Prior to that excursion, I traveled daily to downtown LA to partake in a month long early morning workshop (7AM) at the LA Flower Mart.  I completed the course, learned how to make dreadful stilted arrangements in oasis (the green foam blocks you use to hold flowers in place), and then finally moved on to the English country side. I gathered some great stories while there, living in that pedigreed universe.  It turned out the floral design class was housed in an old mansion that also housed an old English style finishing school for young wealthy Japanese women.  That strange situation  of watching frightened young Japanese women being bossed around by stern unsmiling proper English women, is another story for another day.

I did immerse myself in the English floral style of Constance Spry, picked lots of greens in the hedgerows of the old estate, and made some stunning displays.  It was lots of work.  The arrangements were very lush. We used chicken wire to support the flowers. There was not a block of  oasis in sight. It was very enjoyable. The Queen would have approved.

Constance Spry

Reality hit after I returned home, did a few small parties, tried to make a photo portfolio of my creations, and gradually realized, this life of heavy physical labor and poor reimbursement was not my best choice in advancing middle age with a cranky back.  The good news from this adventure is that I’ve become fairly skilled around flowers and always enjoy arranging the fresh flowers I bring home from the farmer’s market as well as those I’m able to steal by the sidewalk’s edges on my daily walks in my neighborhood.  Trips to Japan have been inspirational in breaking away from Western patterns of design and have encourage me to see that less is often more.

-*-*-

== WORK ORDER 1 ==
Name every place the floral design passage says the writer gathered or got flowers or greens.
== WORK ORDER 2 ==
Carry on the floral design passage from where it stops.

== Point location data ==
-*-*-

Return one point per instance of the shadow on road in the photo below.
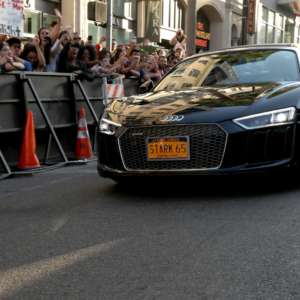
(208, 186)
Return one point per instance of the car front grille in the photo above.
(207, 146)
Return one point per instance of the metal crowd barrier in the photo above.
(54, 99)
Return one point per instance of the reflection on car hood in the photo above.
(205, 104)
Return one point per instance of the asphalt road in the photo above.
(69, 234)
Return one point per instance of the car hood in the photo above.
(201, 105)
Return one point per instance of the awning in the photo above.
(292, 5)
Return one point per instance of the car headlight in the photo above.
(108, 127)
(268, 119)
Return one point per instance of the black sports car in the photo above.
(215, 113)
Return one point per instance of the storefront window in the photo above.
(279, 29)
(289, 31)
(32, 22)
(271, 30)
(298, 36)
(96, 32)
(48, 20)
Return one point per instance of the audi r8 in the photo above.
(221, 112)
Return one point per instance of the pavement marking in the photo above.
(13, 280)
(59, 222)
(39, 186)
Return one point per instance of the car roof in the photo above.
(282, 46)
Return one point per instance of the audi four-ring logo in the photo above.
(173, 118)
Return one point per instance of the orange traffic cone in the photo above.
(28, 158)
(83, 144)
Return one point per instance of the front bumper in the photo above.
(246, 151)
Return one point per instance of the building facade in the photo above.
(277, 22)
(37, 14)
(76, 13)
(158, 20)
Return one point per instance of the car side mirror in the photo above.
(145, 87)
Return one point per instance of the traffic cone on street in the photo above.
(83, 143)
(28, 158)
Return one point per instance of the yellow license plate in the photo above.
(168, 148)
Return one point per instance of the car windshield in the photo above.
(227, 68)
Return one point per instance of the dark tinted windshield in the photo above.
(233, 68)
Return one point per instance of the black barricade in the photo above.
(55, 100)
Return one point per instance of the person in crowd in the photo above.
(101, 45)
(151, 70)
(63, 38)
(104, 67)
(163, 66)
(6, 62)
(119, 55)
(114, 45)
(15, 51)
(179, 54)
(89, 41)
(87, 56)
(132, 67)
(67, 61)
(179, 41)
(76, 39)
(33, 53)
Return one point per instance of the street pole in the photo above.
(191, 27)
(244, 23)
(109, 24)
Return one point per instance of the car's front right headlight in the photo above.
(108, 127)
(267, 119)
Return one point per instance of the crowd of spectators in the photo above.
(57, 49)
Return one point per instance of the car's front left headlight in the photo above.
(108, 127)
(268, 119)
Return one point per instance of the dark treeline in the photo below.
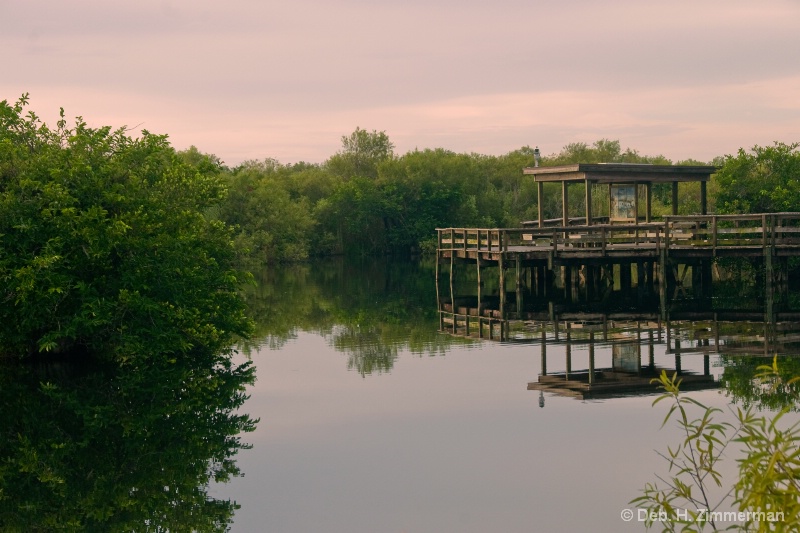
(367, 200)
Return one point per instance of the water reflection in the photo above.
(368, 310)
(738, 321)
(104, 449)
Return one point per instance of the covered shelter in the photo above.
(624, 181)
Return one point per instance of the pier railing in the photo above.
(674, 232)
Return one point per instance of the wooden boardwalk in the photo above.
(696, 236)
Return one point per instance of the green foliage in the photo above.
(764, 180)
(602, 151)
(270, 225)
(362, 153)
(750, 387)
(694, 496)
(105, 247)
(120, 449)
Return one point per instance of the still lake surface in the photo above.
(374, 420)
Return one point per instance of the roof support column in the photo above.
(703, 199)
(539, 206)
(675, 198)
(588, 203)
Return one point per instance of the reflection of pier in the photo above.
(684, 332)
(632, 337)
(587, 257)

-*-*-

== TASK RESULT 1 ==
- The hedgerows of the old estate
- The farmer's market
- The sidewalk's edges on daily walks in the neighborhood

== TASK RESULT 2 ==
I did have a few real careers.  I taught 4th grade for several years, and then taught dance for several more years.  I had a prim humorless principal where I taught school.  She disapproved of me the minute she laid eyes on me.  Teaching was not meant to be forever, but finally I was doing something for which I was well qualified.

Of course very little is meant to be forever.  People and situations change. At the beginning, there’s the early thrill of realizing creative dreams. At some point the thrill becomes less thrilling.  It’s inevitably followed by the need to let go and move on when things become routine and dull and too predictable.

In looking back, I’m a bit wistful, believing that this looking- for- a- path part of my life, is mostly concluded now.  Many a career possibility is past.  With good reason.  Time does run out.

You’ll find me tinkering around the edges right now.  I enjoy writing, more than I knew I would. I like to think I still have a few tricks up my sleeve for Act 3.  I  keep my eyes open for what arouses passion.  Most kinds.  Dance still thrills.

I always took my health for granted. Now, stuff can happen to a body a little too quickly for my taste,. Taking anything for granted in later age is a bit foolhardy. I can’t escape my Mother’s mantra “better safe than sorry.”

I’m acknowledging and experiencing the bittersweetness and pleasantness of life slowing down, of having less energy and certainly less desire for constant activity.  Opportunities, once hanging like low fruit, now no longer are rational or interesting choices. So be it.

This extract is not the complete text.